━━━━━ DOCUMENT ━━━━━

We are in the midst of a “narcissism epidemic,” concluded psychologists Jean M. Twnege and W. Keith Campbell in their 2009 book. One study they describe showed that among a group of 37,000 college students, narcissistic personality traits rose just as quickly as obesity from the 1980s to the present. Fortunately for narcissists, the continued explosion of social networking has provided them with productivity tools to continually expand their reach — the likes of Facebook, Twitter, Pinterest, Foursquare, and occasionally Google Plus.
Evidence for the rise in narcissism continues to come up in research and news. A study by psychologist Dr. Nathan DeWall and his team found “a statistically significant trend toward narcissism and hostility in popular music” since the 1980s. Shawn Bergman, an assistant professor of organizational psychology at Appalachian State University in Boone, North Carolina notes that “narcissism levels among millennials are higher than previous generations.”
Researchers at Western Illinois University measured two socially disruptive aspects of narcissistic personalities — grandiose exhibitionism and entitlement/exploitativeness. Those who had high scores on grandiose exhibitionism tended to amass more friends on Facebook. Buffardi and Campbell found a high correlation between Narcissistic Personality Inventory (NPI) scores and Facebook activity. Researchers were able to identify those with high NPI scores by studying their Facebook pages.

━━━━━

#### GIVEN TASK 1:
Lay out everything in the listing from its first line down to the line containing "xmin=555 ymin=72 xmax=708 ymax=213" as a numbered list, skipping blank lines. Leave the pictures out of your answer.
The listing that follows is unrelated to the narcissism article.

━━━━━ EXTRACTED RECORDS ━━━━━

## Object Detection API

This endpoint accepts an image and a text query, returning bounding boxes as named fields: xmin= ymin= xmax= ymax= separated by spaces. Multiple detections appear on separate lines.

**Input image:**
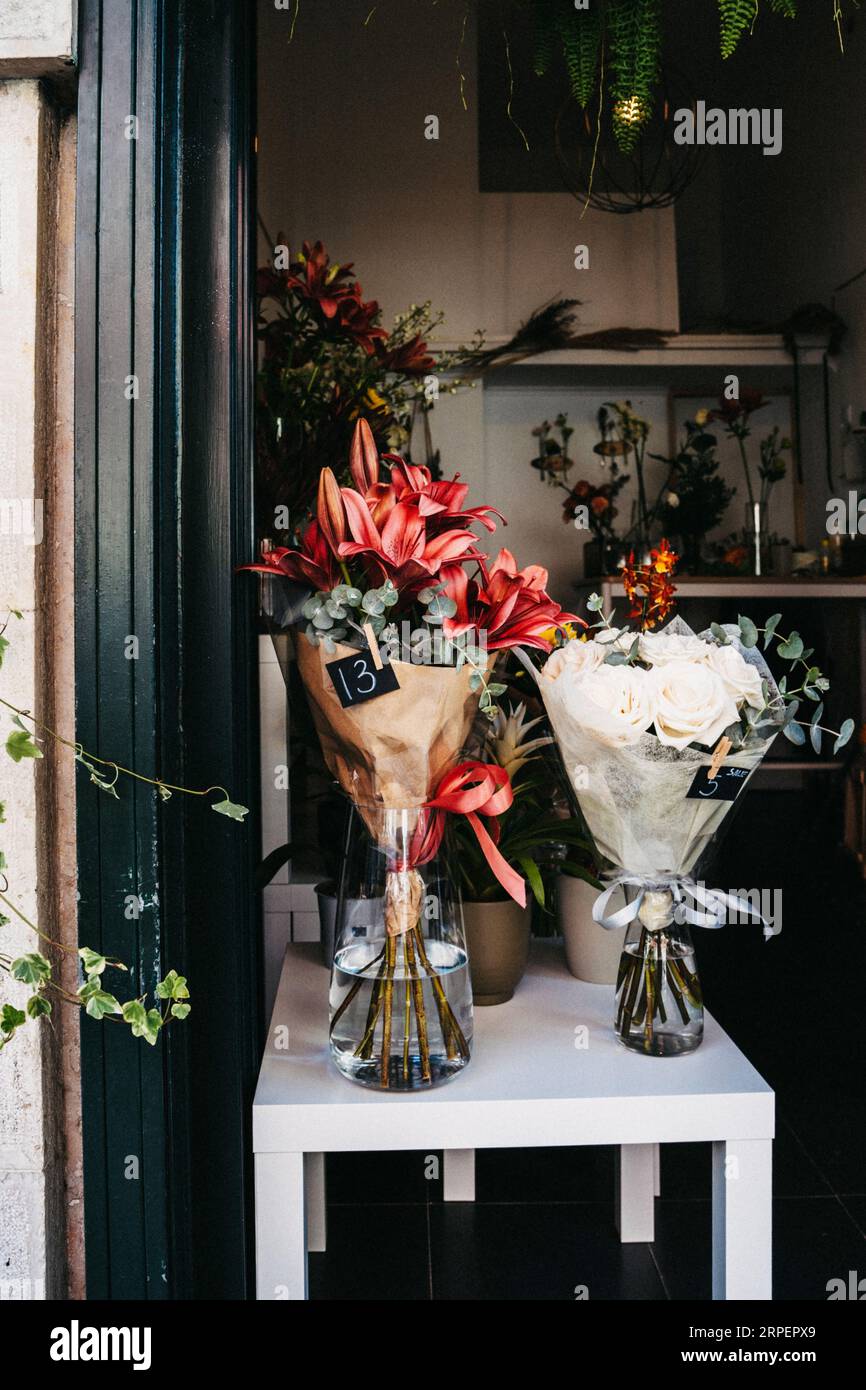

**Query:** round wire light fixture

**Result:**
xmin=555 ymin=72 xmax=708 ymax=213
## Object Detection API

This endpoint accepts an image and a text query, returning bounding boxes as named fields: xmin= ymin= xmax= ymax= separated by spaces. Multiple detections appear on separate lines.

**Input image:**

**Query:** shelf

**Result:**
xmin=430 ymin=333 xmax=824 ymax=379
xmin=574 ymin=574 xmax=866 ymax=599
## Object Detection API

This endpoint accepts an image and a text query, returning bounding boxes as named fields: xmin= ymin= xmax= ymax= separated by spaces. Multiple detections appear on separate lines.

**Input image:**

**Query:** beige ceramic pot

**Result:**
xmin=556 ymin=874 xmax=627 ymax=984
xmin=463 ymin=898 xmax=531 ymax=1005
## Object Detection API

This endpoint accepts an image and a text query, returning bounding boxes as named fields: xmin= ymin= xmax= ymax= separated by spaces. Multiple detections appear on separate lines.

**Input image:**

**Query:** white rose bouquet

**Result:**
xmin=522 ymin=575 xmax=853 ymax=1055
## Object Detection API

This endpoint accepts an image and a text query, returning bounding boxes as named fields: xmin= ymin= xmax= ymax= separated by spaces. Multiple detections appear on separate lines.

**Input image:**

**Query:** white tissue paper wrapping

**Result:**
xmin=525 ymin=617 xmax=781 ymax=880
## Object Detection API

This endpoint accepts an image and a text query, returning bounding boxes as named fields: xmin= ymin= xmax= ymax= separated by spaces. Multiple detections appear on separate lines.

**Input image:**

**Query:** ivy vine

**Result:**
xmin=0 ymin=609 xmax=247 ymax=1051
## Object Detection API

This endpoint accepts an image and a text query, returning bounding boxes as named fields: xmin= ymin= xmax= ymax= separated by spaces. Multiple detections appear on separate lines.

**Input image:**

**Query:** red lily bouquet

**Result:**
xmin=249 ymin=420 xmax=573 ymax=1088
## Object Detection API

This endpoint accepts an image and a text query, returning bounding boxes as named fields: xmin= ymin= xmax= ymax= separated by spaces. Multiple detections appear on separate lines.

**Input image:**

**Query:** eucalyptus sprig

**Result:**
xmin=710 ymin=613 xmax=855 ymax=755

━━━━━

#### GIVEN TASK 2:
In the narcissism article, what trend in popular music since the 1980s did Dr. Nathan DeWall's team find?

#### CORRECT OUTPUT 1:
1. ## Object Detection API
2. This endpoint accepts an image and a text query, returning bounding boxes as named fields: xmin= ymin= xmax= ymax= separated by spaces. Multiple detections appear on separate lines.
3. **Input image:**
4. **Query:** round wire light fixture
5. **Result:**
6. xmin=555 ymin=72 xmax=708 ymax=213

#### CORRECT OUTPUT 2:
A statistically significant trend toward narcissism and hostility.